### What to work on
Please report each line of the rows below that contains the word "loop". Case counts.

Data taken from a collection
════════
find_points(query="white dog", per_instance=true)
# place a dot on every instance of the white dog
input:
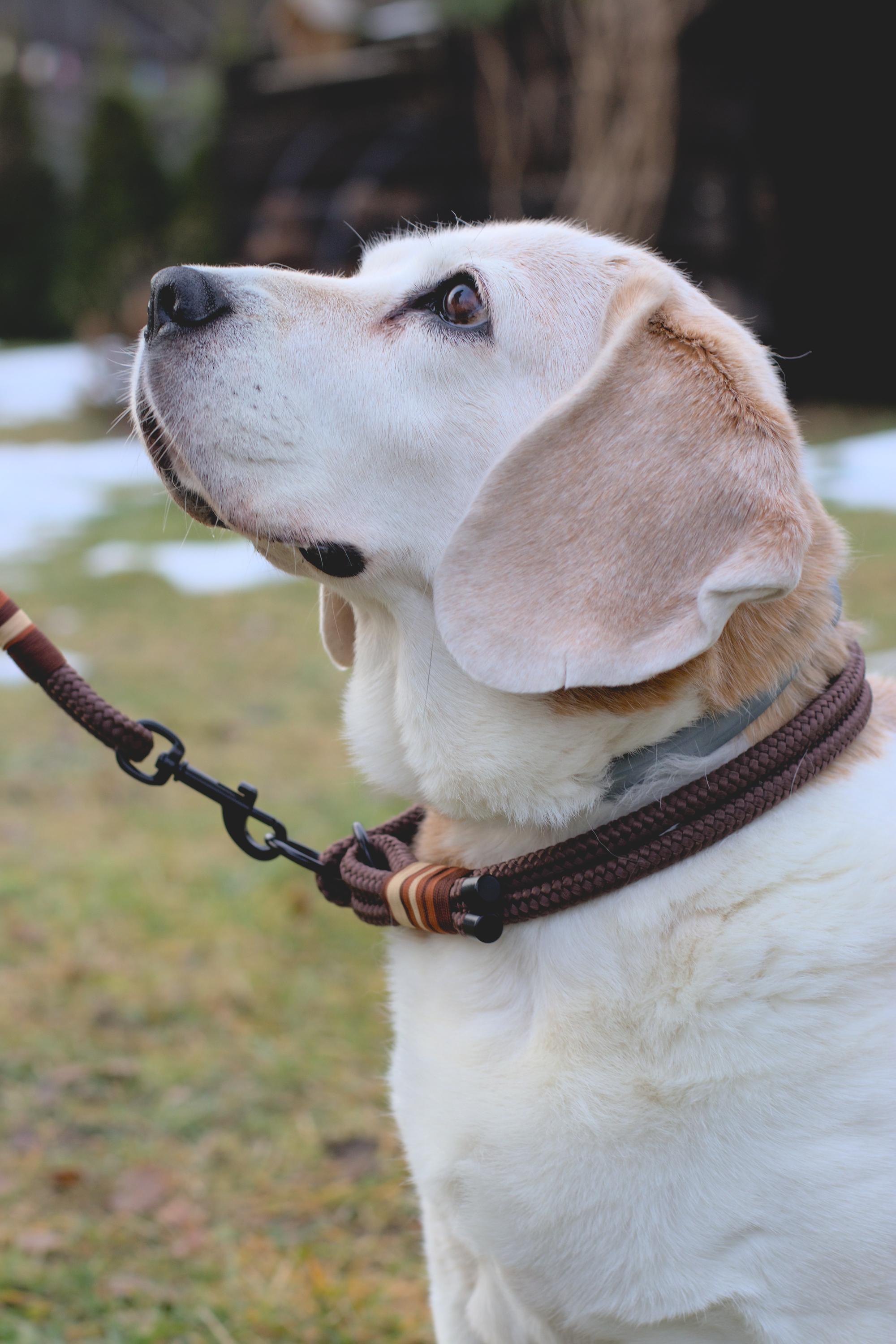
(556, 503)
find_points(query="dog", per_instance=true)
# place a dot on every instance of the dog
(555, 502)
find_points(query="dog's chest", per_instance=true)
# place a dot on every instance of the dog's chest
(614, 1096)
════════
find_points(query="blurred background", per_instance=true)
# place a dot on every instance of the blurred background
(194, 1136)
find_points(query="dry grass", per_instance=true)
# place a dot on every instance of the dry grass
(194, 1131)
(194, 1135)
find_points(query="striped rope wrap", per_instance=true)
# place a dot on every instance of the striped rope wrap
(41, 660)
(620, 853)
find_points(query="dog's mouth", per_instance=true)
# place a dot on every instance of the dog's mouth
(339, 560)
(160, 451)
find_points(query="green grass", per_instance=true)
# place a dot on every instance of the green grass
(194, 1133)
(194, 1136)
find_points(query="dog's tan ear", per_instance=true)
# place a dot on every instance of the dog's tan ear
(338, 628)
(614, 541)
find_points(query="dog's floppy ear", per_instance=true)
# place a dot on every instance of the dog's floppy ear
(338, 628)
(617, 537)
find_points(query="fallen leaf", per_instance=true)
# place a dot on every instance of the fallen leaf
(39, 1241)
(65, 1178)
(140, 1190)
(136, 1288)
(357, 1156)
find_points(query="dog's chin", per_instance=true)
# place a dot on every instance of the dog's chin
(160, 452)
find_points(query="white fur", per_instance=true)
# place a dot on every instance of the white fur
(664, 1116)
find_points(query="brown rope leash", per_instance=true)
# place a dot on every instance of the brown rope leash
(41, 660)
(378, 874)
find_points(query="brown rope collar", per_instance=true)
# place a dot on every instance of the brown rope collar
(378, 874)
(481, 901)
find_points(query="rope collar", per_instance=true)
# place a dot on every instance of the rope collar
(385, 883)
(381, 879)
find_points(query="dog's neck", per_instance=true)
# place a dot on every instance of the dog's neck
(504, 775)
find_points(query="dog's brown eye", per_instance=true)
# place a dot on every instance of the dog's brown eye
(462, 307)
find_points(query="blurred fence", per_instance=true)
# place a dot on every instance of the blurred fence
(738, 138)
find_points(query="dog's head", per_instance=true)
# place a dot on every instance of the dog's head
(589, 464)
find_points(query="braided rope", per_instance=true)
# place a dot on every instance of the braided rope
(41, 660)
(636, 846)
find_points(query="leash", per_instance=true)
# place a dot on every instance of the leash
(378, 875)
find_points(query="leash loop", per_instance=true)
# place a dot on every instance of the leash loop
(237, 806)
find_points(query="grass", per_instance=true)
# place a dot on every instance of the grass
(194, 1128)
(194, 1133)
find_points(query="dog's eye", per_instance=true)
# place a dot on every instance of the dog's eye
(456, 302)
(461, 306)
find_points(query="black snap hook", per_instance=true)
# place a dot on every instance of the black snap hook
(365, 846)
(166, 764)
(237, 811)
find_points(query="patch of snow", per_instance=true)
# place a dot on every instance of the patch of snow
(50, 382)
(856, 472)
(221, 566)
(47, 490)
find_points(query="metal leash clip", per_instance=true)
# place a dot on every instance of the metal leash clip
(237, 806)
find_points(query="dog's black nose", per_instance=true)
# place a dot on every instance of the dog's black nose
════════
### Task result
find_points(query="leash loop", per_instance=true)
# place a dot on every instance of the leash loop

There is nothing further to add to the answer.